TO DO: Convert the lines from the one containing "Tag the village" through the end of the records, inclusive, into a JSON list of strings with one string per line, leaving out blank lines.

Point labeling dataset excerpts
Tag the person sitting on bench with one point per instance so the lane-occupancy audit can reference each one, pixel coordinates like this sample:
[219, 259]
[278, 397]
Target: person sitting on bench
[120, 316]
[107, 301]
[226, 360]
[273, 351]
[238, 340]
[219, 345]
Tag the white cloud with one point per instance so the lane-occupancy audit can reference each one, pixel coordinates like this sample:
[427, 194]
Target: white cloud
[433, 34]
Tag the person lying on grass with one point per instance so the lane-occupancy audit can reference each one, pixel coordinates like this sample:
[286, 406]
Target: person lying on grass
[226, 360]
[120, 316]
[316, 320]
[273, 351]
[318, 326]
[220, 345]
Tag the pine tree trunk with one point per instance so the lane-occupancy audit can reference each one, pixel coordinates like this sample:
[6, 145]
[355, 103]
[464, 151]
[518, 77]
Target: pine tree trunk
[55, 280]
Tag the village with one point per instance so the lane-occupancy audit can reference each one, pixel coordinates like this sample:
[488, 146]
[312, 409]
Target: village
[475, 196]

RIGHT ANSWER:
[
  "Tag the village with one point per instance so the lane-occupancy audit can reference each one, pixel coordinates like this sample:",
  "[488, 146]",
  "[312, 409]",
  "Target: village",
  "[475, 196]"
]